Text provided:

Opinion
3:21-CV-6 DRL-MGG
06-29-2021
OPINION AND ORDER
Damon R. Leichty Judge
Hosey Whitmore, a prisoner without a lawyer, filed a complaint against Dental Director Willie Rucker, Regional Dental Director Dr. Pearcy, and Wexford of Indiana, LLC, because he was unhappy with the dental care he received while incarcerated at Indiana State Prison. ECF 1. “A document filed pro se is to be liberally construed, and a pro se complaint, however inartfully pleaded, must be held to less stringent standards than formal pleadings drafted by lawyers.” Erickson v. Pardus, 551 U.S. 89, 94 (2007) (quotation marks and citations omitted). Under 28 U.S.C. § 1915A, the court still must review the merits of a prisoner complaint and dismiss it if the action is frivolous or malicious, fails to state a claim upon which relief may be granted, or seeks monetary relief against an immune defendant.
Mr. Whitmore alleges that, on June 17, 2019, he sent a health care request form because he needed treatment for severe pain on the left side of his mouth. He saw Dr. Willie Rucker three days later. Dr. Rucker ordered an x-ray, and Mr. Whitmore was told that he needed to see a dental surgeon to have his tooth removed. Mr. Whitmore was placed on a waiting list to be seen by an outside provider. He was not provided with pain medication, and he was charged $5.00.
The Constitution does not require free medical care. Poole v. Isaacs, 703 F.3d 1024, 1027 (7th Cir. 2012). Mr. Whitmore does not allege that he was denied necessary care because he could not afford the $5.00 fee, so he cannot proceed on this claim.

Information shown:
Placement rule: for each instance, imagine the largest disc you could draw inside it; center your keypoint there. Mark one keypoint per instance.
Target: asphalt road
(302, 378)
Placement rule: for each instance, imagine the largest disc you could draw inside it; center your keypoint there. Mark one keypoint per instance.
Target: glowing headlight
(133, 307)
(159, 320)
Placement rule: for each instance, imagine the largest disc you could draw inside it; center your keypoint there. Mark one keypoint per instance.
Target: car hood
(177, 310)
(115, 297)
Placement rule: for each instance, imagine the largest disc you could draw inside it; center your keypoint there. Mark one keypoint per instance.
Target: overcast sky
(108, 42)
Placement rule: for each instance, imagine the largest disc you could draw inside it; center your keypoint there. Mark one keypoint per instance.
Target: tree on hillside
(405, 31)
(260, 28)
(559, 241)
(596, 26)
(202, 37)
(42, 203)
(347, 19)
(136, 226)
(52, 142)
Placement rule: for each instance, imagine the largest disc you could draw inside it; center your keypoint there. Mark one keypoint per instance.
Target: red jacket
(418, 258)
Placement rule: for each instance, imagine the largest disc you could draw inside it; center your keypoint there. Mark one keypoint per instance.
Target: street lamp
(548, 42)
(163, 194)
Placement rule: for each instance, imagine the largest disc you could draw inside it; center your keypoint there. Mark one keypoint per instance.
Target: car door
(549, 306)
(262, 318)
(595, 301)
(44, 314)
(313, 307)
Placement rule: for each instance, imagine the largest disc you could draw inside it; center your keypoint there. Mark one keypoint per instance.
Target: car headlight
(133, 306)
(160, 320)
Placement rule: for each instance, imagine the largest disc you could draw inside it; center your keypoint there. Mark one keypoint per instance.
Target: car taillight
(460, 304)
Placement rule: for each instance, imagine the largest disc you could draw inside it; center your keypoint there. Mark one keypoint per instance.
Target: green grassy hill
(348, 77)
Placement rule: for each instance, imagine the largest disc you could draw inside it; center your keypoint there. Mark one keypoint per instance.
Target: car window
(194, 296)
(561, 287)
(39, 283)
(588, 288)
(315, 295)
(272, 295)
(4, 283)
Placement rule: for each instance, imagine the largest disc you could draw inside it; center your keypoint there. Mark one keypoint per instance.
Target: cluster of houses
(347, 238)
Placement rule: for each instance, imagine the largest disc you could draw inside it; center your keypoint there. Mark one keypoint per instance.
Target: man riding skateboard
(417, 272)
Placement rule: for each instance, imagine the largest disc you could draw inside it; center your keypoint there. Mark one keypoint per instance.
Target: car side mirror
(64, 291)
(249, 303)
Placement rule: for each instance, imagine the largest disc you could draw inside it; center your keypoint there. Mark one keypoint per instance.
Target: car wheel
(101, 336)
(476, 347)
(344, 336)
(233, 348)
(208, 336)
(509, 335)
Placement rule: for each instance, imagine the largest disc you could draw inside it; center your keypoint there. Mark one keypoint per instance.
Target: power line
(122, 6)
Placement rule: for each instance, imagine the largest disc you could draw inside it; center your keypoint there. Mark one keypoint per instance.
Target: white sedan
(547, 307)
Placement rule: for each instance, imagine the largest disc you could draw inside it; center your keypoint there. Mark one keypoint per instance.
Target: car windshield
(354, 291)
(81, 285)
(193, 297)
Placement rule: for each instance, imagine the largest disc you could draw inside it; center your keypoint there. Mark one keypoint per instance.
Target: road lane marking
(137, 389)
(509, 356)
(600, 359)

Description of the task: Write out, word for word, the passage of the court opinion above that begins with the words containing "The Constitution does" and ends with "on this claim.".

Exercise output:
The Constitution does not require free medical care. Poole v. Isaacs, 703 F.3d 1024, 1027 (7th Cir. 2012). Mr. Whitmore does not allege that he was denied necessary care because he could not afford the $5.00 fee, so he cannot proceed on this claim.